>> START

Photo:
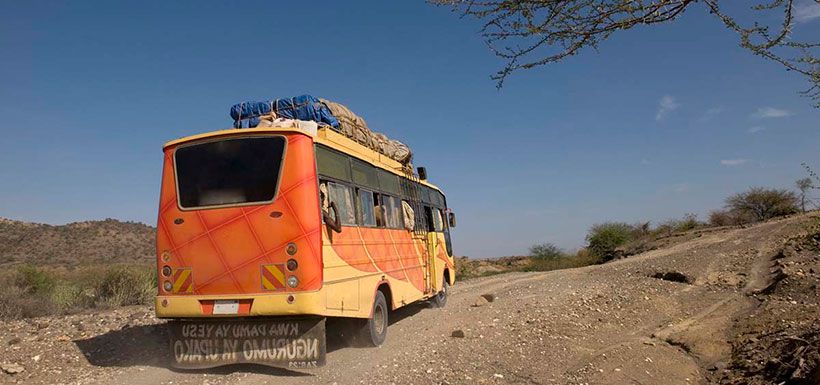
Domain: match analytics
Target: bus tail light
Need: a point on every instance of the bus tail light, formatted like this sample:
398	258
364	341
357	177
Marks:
293	281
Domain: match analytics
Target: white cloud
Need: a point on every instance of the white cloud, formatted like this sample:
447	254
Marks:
666	105
806	10
756	129
771	112
733	162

>> END

Rewrite the records above, changing "formatted like this sample" to "laid out like this sample" wherever it occurs and keeping everything else the same. Omit the pictures from your version.

### THE OUTPUT
Photo:
Domain: match analytics
Target: bus tail light
Need: a point on every instance of the bus tail light, laid out like this sample:
398	258
364	341
357	177
Marks:
293	281
Domain: match analytics
Target: white cloud
Need: a point on every instance of the white cloud, laid out like this sample:
447	254
Marks:
666	105
806	10
756	129
771	112
733	162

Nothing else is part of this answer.